Your objective:
Copy each of the following lines word for word, keeping every character and the line breaks unchanged.

Data shown:
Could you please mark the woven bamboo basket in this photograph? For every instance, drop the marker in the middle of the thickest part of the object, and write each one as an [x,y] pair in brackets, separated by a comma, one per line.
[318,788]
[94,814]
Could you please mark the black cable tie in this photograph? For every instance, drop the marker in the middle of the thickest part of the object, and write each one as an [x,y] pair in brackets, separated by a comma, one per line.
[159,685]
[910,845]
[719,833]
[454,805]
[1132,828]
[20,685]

Written response:
Could you please mark the woven bamboo basket in this photograph? For every instance, drop the marker in the middle of the thickest part of the object, and write each one as an [x,y] pair in brackets, separated by a comma, one per line.
[318,788]
[94,814]
Could you please mark the black cable tie in this photograph? For every instance, drop the marker in the middle of the thickest part of the object, and write each one as an [x,y] pair in brackets, separated by a comma, one per line.
[159,685]
[910,845]
[719,833]
[454,805]
[1132,828]
[20,685]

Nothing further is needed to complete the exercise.